WHAT IS EXPECTED: In the news item about the Berlin Brandenburg Innovation Award, how many applications did the award receive?
::: EXTRACT TO READ
News & Views
Tiny particles bring success of Berlin-Brandenburg Innovation Award
Dec 08 2021
Laboratory instruments manufacturer Knauer Wissenschaftliche Geräte GmbH has received the prestigious Innovation Prize of the Berlin Brandenburg region for development of new equipment used for producing lipid nanoparticles (LNPs).
Designed in partnership with a well-known pharmaceutical company, the new systems, developed and manufactured in Berlin, have played a key role in the fight against coronavirus, by facilitating production of mRNA vaccines at large scale - a requirement needed to meet vaccine demand on a global level.
The awards ceremony, which took place this year as a hybrid event in the Potsdamer Dorint Hotel, was also live-streamed and watched by many from their homes.
Christian Rickerts, Berlin‘s State Secretary for economy, business and energy, Jörg Steinbach, Brandenburg‘s Minister for economy, work and energy and Sven Weickert, Managing Director of the Association of Business Associations in Berlin and Brandenburg eV, praised the quality of the 168 applications for the innovation award and congratulated the winners.
Alexandra Knauer, company owner and CEO, along with Business Development Manager, Lilit Avagyan were thrilled to accept the award presented by Stephan Hoffmann from the Investment Bank of Berlin.
"The fact that we received the Berlin Brandenburg Innovation Award for our systems for lipid nanoparticle production makes me very proud of our entire team at Knauer. During the development stage, time was running out, because what could an approved corona vaccine have achieved if there had not been systems for the production of LNP for the millions of doses that we needed?" said Alexandra Knauer, who was enthusiastic about the diligence and impressive commitment of the company’s employees.
Each member of the Knauer team will receive a share of the €10,000 prize money. €3,000 will also go to the 'Menschen helfen' campaign, which finances projects for people in need in Berlin.
"I am pleased that our innovation is helping to combat the pandemic. With the support of our facilities, future nucleotide-based vaccines can certainly be produced as nanoparticles, so that there is the possibility to stand up to new virus variants as well," said Lilit Avagyan after receiving the award.
As well as the advance made in vaccine production, a decisive factor for the jury was for the potential of mRNA encapsulation in lipid nanoparticles for future applications, possibly in the fight against cancer.
Innovations from other finalists for the award included systems for the early detection of forest fires, storage systems for renewable energies, devices for laser-based particle measurement and MRI technology designed to make diagnostics more agile and cost-effective. Several IT projects were also in the running.
::::::
::: INFORMATION PROVIDED
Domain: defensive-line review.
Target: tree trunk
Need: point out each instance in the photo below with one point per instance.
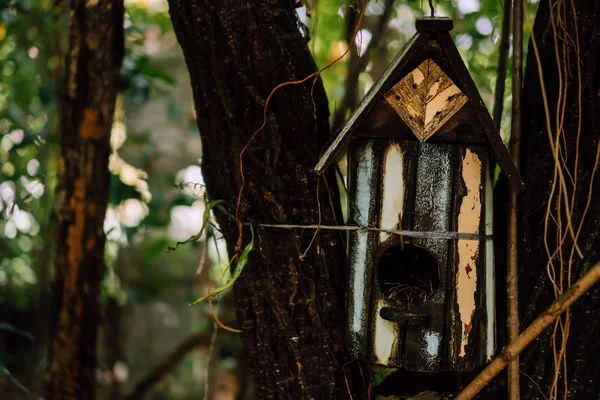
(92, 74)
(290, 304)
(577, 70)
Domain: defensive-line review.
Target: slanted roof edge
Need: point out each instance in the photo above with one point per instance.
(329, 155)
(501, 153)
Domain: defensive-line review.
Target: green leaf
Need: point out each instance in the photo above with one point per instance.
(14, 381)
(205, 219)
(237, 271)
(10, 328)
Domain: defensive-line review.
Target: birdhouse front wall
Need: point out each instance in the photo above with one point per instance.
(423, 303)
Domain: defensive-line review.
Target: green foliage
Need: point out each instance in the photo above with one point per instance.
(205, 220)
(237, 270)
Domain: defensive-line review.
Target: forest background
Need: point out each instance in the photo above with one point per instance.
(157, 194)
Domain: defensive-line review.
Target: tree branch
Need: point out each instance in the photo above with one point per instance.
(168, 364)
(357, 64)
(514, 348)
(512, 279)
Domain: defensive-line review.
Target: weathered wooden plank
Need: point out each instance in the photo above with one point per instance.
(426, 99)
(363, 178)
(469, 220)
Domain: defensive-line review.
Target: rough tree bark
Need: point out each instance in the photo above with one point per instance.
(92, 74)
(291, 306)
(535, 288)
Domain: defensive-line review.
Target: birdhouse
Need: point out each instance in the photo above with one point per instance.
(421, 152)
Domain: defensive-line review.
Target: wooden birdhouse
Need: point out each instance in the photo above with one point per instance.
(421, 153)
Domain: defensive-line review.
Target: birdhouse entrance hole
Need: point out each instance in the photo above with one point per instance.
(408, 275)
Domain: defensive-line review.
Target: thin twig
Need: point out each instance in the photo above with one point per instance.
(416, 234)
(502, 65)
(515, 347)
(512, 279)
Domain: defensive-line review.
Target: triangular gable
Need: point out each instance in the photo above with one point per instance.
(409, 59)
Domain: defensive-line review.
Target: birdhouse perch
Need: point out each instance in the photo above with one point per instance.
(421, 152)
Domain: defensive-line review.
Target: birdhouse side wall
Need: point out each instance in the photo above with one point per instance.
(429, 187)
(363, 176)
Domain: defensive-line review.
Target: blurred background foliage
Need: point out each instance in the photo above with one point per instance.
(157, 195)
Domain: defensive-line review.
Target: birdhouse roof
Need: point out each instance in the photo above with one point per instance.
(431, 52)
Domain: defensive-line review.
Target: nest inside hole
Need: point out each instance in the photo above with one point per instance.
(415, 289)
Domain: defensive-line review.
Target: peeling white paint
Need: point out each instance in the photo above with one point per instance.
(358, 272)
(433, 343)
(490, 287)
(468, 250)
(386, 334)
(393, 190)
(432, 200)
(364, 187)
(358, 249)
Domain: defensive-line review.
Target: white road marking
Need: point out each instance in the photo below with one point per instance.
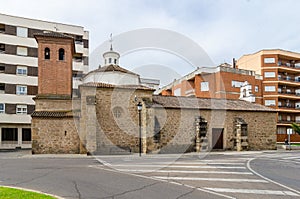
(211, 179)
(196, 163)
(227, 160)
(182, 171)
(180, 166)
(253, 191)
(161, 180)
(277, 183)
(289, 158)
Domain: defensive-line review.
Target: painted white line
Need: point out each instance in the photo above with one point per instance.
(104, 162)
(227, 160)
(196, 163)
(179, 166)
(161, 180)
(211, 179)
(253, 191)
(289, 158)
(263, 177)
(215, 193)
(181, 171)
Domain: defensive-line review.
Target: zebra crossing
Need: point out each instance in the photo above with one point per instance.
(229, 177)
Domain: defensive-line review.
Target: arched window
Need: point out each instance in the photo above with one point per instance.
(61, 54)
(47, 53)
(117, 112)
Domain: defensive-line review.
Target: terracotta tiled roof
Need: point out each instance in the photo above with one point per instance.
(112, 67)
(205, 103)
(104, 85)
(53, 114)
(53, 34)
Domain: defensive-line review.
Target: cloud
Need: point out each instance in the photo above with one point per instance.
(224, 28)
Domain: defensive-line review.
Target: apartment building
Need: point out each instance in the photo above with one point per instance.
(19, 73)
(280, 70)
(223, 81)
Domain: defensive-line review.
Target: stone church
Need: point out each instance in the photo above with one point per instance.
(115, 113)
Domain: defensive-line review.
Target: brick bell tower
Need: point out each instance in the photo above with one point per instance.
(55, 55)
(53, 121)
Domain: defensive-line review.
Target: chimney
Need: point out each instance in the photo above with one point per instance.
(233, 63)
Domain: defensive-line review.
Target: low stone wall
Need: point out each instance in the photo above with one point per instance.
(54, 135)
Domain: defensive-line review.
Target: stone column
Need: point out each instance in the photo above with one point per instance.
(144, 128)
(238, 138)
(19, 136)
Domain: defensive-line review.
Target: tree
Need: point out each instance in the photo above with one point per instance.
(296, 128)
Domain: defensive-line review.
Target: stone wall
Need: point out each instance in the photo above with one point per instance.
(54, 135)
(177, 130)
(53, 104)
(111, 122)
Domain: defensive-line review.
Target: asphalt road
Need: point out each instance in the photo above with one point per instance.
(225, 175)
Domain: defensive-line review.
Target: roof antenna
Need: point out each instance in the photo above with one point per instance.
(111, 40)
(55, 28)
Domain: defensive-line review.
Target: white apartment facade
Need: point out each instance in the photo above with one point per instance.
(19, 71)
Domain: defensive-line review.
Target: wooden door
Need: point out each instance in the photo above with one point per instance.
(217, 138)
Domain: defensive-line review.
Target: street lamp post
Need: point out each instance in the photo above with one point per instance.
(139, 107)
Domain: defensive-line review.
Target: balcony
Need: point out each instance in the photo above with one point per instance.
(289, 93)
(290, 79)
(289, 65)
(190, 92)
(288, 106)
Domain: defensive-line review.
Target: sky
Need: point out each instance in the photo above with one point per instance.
::::::
EXERCISE SOLUTION: 168